• _Documento_:
--------------------------------------------------
“A FLOR DO MEU
BEM-QUERER”
ou
(POLÍTICA POR DEBAIXO DOS PANOS.)
ou
(POLÍTICA “À BRASILEIRA”.)
ou
(UM MARTINS PENA DO SÉCULO XXI?)
Espero que não considerem nenhum absurdo
ou “heresia” eu afirmar que Martins Pena, dramaturgo, diplomata e introdutor da COMÉDIA de costumes no Brasil, que viveu no século XIX, possa ser
considerado o "Molière brasileiro", visto que sua vasta obra caracterizou, pioneiramente,
com muita ironia e humor inteligente, as graças e desventuras da sociedade brasileira e
de suas instituições, principalmente a Igreja Católica, e os políticos.
Sem qualquer cabotinismo, posso dizer que conheço, com uma boa profundidade, a
obra desse grande dramaturgo, quase 30 peças, dentre COMÉDIAS, sátiras, farsas e dramas (Nestes, era considerado “fraco”.),
fruto de um excelente curso que fiz, com uma das maiores conhecedoras do
seu acervo dramatúrgico, a Professora Maria José da Trindade
Negrão, grande mestra, durante a minha formação em Letras,
na Universidade Federal do Rio de Janeiro. Martins Pena
fundou uma variante da COMÉDIA, a “COMÉDIA de costumes”,
nas quais retratava, como um crítico ferino, o caráter do brasileiro da
época, com a maior fidedignidade. Muitas de suas peças apresentavam
situações de pouca verossimilhança e coerência, porém, “ainda assim,
construiu muitas passagens de grande vivacidade e situações surpreendentes e é
constantemente elogiado pela espontaneidade dos diálogos e pela perspicácia no
registro dos costumes brasileiros, mesmo que quase sempre satirizados”.
--------------------------------------------------
• _Material fornecido_:

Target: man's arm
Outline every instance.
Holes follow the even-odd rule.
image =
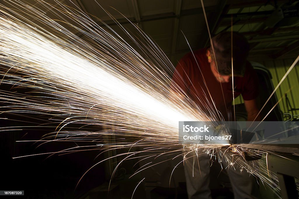
[[[260,110],[258,108],[257,101],[256,98],[250,100],[244,100],[247,113],[247,121],[260,121],[260,114],[257,115]]]

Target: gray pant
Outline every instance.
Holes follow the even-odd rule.
[[[189,199],[211,199],[209,188],[210,156],[199,150],[198,154],[196,156],[194,152],[189,153],[184,162]],[[238,158],[236,156],[234,158],[234,161],[237,161]],[[234,165],[234,167],[228,167],[228,164],[225,160],[221,161],[223,169],[226,169],[229,177],[235,198],[258,198],[257,197],[260,195],[258,187],[252,175],[245,170],[240,172],[240,168],[237,164]]]

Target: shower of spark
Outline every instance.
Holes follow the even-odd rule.
[[[142,42],[118,24],[137,46],[134,49],[108,26],[103,28],[88,16],[58,1],[55,1],[58,5],[56,7],[36,0],[82,37],[49,18],[34,5],[17,0],[5,1],[15,8],[1,6],[3,9],[0,9],[3,10],[0,10],[1,83],[33,91],[26,95],[2,91],[0,99],[5,104],[2,108],[7,113],[33,113],[37,117],[48,115],[57,124],[55,132],[34,141],[100,143],[55,152],[63,153],[94,149],[139,149],[137,152],[117,155],[124,157],[124,160],[135,158],[135,155],[143,152],[167,155],[169,152],[165,149],[170,148],[170,152],[179,155],[183,148],[187,152],[200,148],[211,156],[219,154],[233,166],[241,165],[267,186],[279,189],[271,180],[275,178],[274,174],[261,171],[265,164],[260,161],[248,163],[244,158],[233,161],[220,144],[182,147],[179,141],[179,121],[222,119],[213,110],[213,104],[207,104],[210,112],[204,112],[173,84],[168,75],[174,69],[172,64],[137,27],[135,28]],[[47,29],[32,22],[32,18]],[[90,132],[67,130],[72,123],[98,128]],[[97,141],[101,138],[104,141]],[[228,148],[241,156],[245,150],[237,146]],[[151,166],[146,165],[137,172]]]

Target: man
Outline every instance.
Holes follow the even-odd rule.
[[[253,121],[256,117],[255,121],[258,121],[260,118],[256,99],[259,93],[258,80],[246,61],[249,45],[244,36],[234,32],[232,47],[231,38],[230,32],[221,33],[212,38],[210,47],[185,55],[178,64],[173,79],[201,110],[215,120],[234,121],[231,108],[233,96],[235,98],[241,94],[248,121]],[[211,198],[209,188],[210,157],[202,151],[198,153],[195,157],[193,154],[187,156],[184,165],[189,198]],[[253,195],[258,192],[258,189],[254,190],[257,187],[252,175],[245,171],[240,172],[241,168],[237,164],[228,166],[229,163],[219,158],[228,172],[235,198],[257,198]]]

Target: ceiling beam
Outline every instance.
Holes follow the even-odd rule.
[[[216,6],[209,6],[205,8],[206,11],[208,11],[209,12],[214,11],[216,9]],[[201,7],[197,8],[188,9],[181,10],[181,13],[180,14],[180,17],[189,16],[193,15],[202,14],[203,13],[202,9]],[[163,13],[159,14],[152,15],[141,17],[140,22],[144,22],[145,21],[149,21],[164,19],[172,18],[176,17],[177,17],[177,16],[176,15],[175,13],[173,12]],[[128,19],[129,19],[129,21],[128,21]],[[136,19],[133,19],[132,18],[128,18],[128,19],[125,18],[122,19],[118,20],[118,23],[117,24],[119,24],[120,25],[127,24],[130,24],[131,23],[135,23],[137,22]],[[99,24],[99,25],[100,26],[106,26],[107,25],[109,26],[117,25],[116,23],[112,20],[109,21],[104,21],[104,22],[106,24]],[[100,24],[101,23],[103,24],[103,22],[99,21],[97,21],[97,23],[98,23]]]
[[[243,34],[243,33],[241,33]],[[278,36],[263,36],[257,37],[252,39],[249,40],[248,42],[252,43],[256,42],[263,42],[265,41],[272,41],[280,40],[292,40],[299,39],[299,34],[298,33],[286,34],[282,33]]]
[[[273,59],[276,59],[295,50],[298,47],[299,47],[299,40],[295,42],[288,46],[285,47],[278,53],[271,55],[270,57]]]
[[[221,16],[223,18],[230,18],[232,16],[234,17],[244,16],[257,16],[258,15],[271,15],[274,10],[267,10],[266,11],[260,11],[259,12],[252,12],[248,13],[234,13],[233,14],[227,14]]]
[[[82,3],[81,0],[74,0],[73,2],[78,7],[81,9],[85,14],[89,16],[89,16],[89,14],[88,13],[88,12],[87,12],[87,10],[86,10],[86,8],[85,8],[85,7],[84,6],[84,5]]]
[[[268,1],[271,2],[271,1]],[[289,2],[289,0],[277,0],[277,4],[279,6],[282,4]],[[240,7],[251,7],[259,6],[264,6],[266,5],[267,1],[266,1],[252,0],[228,0],[227,4],[231,4],[232,8],[237,8]],[[274,4],[273,1],[272,4]],[[270,4],[268,3],[268,4]]]
[[[176,10],[175,11],[176,16],[177,17],[174,18],[173,22],[173,29],[172,43],[171,44],[171,53],[174,53],[176,49],[176,43],[178,40],[178,34],[179,30],[180,23],[180,14],[181,8],[182,0],[177,0],[176,4]],[[170,60],[172,63],[174,63],[174,60],[175,57],[172,56]]]
[[[237,23],[238,25],[241,24],[252,24],[254,23],[259,23],[260,22],[263,22],[267,18],[266,17],[259,17],[253,19],[244,19],[243,20],[240,20]],[[229,26],[231,25],[231,21],[222,21],[220,23],[219,26]]]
--------------------------------------------------
• _O que se pede_: De acordo com o texto sobre Martins Pena, que variante da comédia ele fundou? Para responder, baseie-se somente no texto.

• _Resposta_: A comédia de costumes.